Object outline annotations:
•••••

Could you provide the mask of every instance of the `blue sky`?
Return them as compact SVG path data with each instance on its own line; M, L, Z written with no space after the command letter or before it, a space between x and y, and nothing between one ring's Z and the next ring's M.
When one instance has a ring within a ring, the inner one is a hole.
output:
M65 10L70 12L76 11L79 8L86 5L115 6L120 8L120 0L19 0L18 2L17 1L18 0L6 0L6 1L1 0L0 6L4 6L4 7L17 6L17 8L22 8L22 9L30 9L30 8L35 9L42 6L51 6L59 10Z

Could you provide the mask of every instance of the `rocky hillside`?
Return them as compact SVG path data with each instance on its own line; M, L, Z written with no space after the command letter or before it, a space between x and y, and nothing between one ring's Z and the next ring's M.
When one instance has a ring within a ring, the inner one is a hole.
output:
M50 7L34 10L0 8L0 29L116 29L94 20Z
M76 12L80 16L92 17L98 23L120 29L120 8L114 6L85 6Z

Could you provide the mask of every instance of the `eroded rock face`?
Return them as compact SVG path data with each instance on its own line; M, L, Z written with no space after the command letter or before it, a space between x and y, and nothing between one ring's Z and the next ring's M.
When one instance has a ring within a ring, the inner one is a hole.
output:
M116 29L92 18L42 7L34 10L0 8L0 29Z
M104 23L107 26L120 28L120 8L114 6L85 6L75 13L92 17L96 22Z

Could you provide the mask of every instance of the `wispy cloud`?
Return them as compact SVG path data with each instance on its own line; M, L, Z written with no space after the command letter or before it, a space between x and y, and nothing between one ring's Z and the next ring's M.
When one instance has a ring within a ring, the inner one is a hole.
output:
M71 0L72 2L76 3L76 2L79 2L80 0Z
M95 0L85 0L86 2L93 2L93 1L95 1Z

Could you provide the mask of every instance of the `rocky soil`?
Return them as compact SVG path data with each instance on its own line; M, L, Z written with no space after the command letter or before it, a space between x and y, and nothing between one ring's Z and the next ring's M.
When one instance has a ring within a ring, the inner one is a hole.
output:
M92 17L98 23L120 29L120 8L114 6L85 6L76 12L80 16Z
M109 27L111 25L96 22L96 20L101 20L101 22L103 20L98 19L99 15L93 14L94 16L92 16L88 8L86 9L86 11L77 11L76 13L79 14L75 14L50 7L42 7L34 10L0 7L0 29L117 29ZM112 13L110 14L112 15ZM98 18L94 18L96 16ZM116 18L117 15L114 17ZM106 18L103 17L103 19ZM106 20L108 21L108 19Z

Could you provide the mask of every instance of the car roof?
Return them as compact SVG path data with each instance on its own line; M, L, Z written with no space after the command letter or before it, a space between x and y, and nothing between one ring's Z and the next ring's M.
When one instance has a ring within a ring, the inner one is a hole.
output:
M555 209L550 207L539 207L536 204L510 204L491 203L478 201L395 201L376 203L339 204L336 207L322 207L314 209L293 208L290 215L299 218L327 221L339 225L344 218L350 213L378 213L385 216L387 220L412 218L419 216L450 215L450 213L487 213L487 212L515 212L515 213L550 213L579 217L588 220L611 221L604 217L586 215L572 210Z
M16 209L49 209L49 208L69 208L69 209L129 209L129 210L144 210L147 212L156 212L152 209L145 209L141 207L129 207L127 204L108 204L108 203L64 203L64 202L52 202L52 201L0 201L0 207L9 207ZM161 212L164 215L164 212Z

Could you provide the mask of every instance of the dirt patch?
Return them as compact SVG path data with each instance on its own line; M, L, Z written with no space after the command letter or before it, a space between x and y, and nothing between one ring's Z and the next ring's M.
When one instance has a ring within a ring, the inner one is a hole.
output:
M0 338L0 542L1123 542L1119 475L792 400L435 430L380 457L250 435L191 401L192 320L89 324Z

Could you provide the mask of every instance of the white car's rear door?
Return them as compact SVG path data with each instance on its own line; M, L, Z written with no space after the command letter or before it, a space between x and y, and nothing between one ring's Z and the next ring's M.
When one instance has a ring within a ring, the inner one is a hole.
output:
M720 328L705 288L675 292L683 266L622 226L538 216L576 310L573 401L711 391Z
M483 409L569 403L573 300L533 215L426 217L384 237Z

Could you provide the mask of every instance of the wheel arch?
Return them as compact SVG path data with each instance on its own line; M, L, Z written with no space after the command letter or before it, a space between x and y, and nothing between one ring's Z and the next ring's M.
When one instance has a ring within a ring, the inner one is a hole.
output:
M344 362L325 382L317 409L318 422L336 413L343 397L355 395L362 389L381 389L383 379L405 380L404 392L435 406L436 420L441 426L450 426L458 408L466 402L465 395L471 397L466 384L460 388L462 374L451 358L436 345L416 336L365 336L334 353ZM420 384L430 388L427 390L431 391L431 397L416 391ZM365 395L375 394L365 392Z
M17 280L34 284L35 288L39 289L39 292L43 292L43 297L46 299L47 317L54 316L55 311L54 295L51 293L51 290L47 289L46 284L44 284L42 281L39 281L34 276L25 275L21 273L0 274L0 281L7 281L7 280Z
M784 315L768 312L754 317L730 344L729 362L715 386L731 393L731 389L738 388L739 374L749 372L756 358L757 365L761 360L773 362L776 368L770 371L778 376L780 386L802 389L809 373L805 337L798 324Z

•••••

§ **Written task**:
Could you update all the records above, replacing "on its own line" with "on a separate line" wherever it occurs and keeping everything else the same?

§ **Written reply**:
Could you provide the mask of every instance of the `blue sky`?
Return them as compact SVG path data with each instance on a separate line; M, L, Z written with no space after the command letter or before it, a space between x and y, and nothing between one ring's Z and the next ring's M.
When one instance has a ring within a ring, the inner one is a hole.
output:
M65 10L70 12L76 11L79 8L86 5L115 6L120 8L120 0L19 0L18 2L17 1L18 0L6 0L6 1L1 0L0 6L4 6L4 7L17 6L17 8L22 8L22 9L30 9L30 8L35 9L42 6L51 6L59 10Z

Could you provide the mask of every instance of the `rocky hillside`?
Return them as compact SVG path data with each instance on a separate line; M, L, Z written with no space after the command letter or before it, a space between x and y, and nothing between one ring's Z and the next ring's M.
When one instance has a ring within a ring, the inner one is a hole.
output:
M50 7L34 10L0 8L0 29L116 29L94 20Z
M76 12L80 16L92 17L98 23L120 29L120 8L114 6L85 6Z

Could you provide the mask of every instance of the `eroded rock face`?
Return them as compact SVG path data with each instance on a separate line; M, L, Z written with no space after the command letter or before it, a space between x and y, and nothing between one ring's Z and the next ring's M.
When one instance has a ring within a ring, the inner one is a hole.
output:
M116 29L92 18L42 7L34 10L0 8L0 29Z
M104 23L107 26L120 28L120 8L114 6L85 6L75 13L92 17L96 22Z

Could you provide the mask of every instance of the `wispy cloud`?
Return them as compact SVG path data with each instance on a separate line; M, L, Z written with no space after the command letter or before it, a space between x and y, and nothing between one ring's Z and the next ring's M.
When one instance has a ring within a ring, the inner one is a hole.
output:
M71 0L72 2L76 3L76 2L79 2L80 0Z
M95 0L85 0L86 2L93 2L93 1L95 1Z

Could you provide the mask of every instance of the `rocky soil`?
Return them as compact SVG path data with each instance on a separate line; M, L, Z written with no space after the command letter or before it, a space between x and y, and nothing between one ring's Z and the next ring's M.
When one instance has a ring within a ring, the inner one is a hole.
output:
M92 17L98 23L120 29L120 8L114 6L85 6L76 12L80 16Z
M109 27L111 25L96 22L96 20L101 20L101 22L103 20L98 19L99 15L93 14L94 16L92 16L88 8L86 9L86 11L77 11L76 13L79 14L75 14L50 7L42 7L34 10L0 7L0 29L117 29ZM112 13L110 14L112 15ZM98 18L94 18L96 16ZM116 18L117 15L114 17ZM106 18L103 17L103 19ZM106 20L108 21L108 19Z

Could you provide the mask of every instance of the car roof?
Return them as compact SVG path data with each instance on a separate line; M, L, Z written with no space after the command letter or before it, a space between x and y, and nothing between one ring's Z and the next ring's M.
When one instance has a ring within a ring, the inner one is a hole.
output:
M555 209L550 207L539 207L536 204L510 204L491 203L478 201L395 201L376 203L339 204L336 207L322 207L314 209L293 208L290 215L299 218L327 221L339 225L344 218L350 213L378 213L385 216L387 220L412 218L419 216L450 215L450 213L487 213L487 212L515 212L515 213L550 213L579 217L588 220L611 221L604 217L586 215L572 210Z
M16 209L49 209L49 208L69 208L69 209L129 209L129 210L144 210L147 212L156 212L152 209L145 209L141 207L129 207L127 204L108 204L108 203L64 203L64 202L52 202L52 201L0 201L0 207L9 207ZM161 212L164 215L164 212Z

Could you provide the mask of every instance of the dirt patch?
Return them as compact SVG path data with each instance on a separate line; M, L, Z written with no space after the command letter or before it, a space between x and y, and nothing between one ring's Z and the next ring's M.
When one instance has a ring within a ring, the inner one is a hole.
output:
M0 338L0 542L1123 542L1119 475L792 400L435 430L380 457L250 435L191 401L192 320L89 324Z

Could you provide the mask of every instance of the white car's rear door?
Return them as compact SVG path data with each instance on a separate line; M, L, Z written with no space after the command letter or before it, a space between x and y, and nothing between one ring's Z and the next ring's M.
When one instance has a ring within a ring, the inner one is a hole.
output:
M720 328L705 288L675 292L683 266L622 226L538 216L576 310L573 401L711 391Z
M483 409L569 403L573 300L533 215L426 217L384 237Z

Could you provide the mask of every instance of the wheel arch?
Return them as compact SVG path data with each instance on a separate line; M, L, Z written with no space after the command letter or before it, a space between x and y, and nothing between one ring's Z and the next ring's M.
When one instance has a ring within a ring, the inner one is a hole.
output:
M344 362L325 382L317 409L318 422L336 413L343 397L355 395L362 389L381 389L383 379L405 380L404 392L435 406L436 420L441 426L450 426L458 408L466 402L465 395L471 397L466 384L460 388L462 374L451 358L436 345L416 336L365 336L334 353ZM420 384L430 388L427 390L431 391L431 397L416 391ZM365 395L375 394L365 392Z
M17 280L34 284L35 288L39 289L39 292L43 292L43 297L46 299L47 317L54 316L55 311L54 295L51 293L51 290L47 289L46 284L44 284L42 281L39 281L34 276L25 275L21 273L0 274L0 281L7 281L7 280Z
M784 315L768 312L754 317L730 344L729 362L715 386L731 393L731 389L738 388L739 374L749 372L756 358L757 365L761 360L773 362L776 368L770 371L778 376L780 386L802 389L809 373L805 337L798 324Z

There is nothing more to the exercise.